→ **Written request**: Everything from the line that contains "of the person" through the final line of the records should be written out exactly, and nothing outside that span.
## start
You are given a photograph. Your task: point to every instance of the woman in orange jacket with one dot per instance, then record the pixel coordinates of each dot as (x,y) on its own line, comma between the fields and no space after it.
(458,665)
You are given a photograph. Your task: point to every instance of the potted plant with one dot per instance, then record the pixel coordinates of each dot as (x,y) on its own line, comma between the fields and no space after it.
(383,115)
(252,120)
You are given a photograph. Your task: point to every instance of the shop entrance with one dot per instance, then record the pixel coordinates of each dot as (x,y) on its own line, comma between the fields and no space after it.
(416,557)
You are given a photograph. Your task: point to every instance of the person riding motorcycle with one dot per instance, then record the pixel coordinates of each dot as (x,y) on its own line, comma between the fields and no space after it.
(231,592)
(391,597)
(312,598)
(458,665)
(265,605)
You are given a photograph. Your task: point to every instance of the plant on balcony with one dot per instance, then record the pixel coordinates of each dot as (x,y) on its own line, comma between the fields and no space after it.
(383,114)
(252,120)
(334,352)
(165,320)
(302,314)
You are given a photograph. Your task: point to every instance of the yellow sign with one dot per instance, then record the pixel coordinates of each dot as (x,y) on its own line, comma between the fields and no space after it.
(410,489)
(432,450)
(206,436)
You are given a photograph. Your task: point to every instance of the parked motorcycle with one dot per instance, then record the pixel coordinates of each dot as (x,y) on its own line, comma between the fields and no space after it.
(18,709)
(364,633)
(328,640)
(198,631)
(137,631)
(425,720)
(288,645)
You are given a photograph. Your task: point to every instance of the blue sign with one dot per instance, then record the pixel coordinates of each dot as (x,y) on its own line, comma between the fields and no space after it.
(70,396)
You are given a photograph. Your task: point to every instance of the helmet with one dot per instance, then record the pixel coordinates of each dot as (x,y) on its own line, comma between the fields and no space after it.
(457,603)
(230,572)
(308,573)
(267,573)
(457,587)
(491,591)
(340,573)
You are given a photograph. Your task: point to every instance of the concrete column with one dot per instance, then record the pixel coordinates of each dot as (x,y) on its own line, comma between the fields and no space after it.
## end
→ **Task result**:
You are given a photograph. Your task: point to every instance of the person riding motorcycle with one dot per instance, then record the pixel coordinates of each dot as (x,y) on its own line, comma between the fields and no space after it.
(231,592)
(391,597)
(312,598)
(458,665)
(265,605)
You are given a photograph. Your task: point to every instance of the plant on balcony with one dot per instance, then record the pixel coordinates of each dot as (x,y) on its own line, comma between the fields and no space after it.
(383,114)
(252,120)
(334,352)
(165,320)
(302,314)
You are given a photograph. Your task: point to every instance of the yellow sign with one dot per instance, then record the pixel coordinates of each dot as (x,y) on its own line, comma between the fields and no space after it.
(410,489)
(432,450)
(206,436)
You are given a photograph. Your task: point to every instance of the parked motorcycle with one dot per instance, then record the pixel coordinates of each dot as (x,y) on its own line, comma between the fields and no space after it.
(18,709)
(364,633)
(328,640)
(198,631)
(137,631)
(425,720)
(288,645)
You are given a photograph. Your task: point to every instance of the blue sign with one dot per instance, then record the pixel coordinates of each dot as (x,y) on its own line, comma between the fields and no space after it.
(70,396)
You are given a photograph. Your task: point to every instance of the helmet with one dot per instance, then record the pixel coordinates of each dot as (x,y) on its own line, comma between the fields and no space after it.
(457,603)
(230,572)
(308,573)
(267,573)
(457,587)
(491,591)
(340,573)
You are given a photograph. Your task: point to every instance of the concrete column with one dot per instance, then record the pixel coordinates of each dot as (x,y) on its own line, comma between the fields and no space after it.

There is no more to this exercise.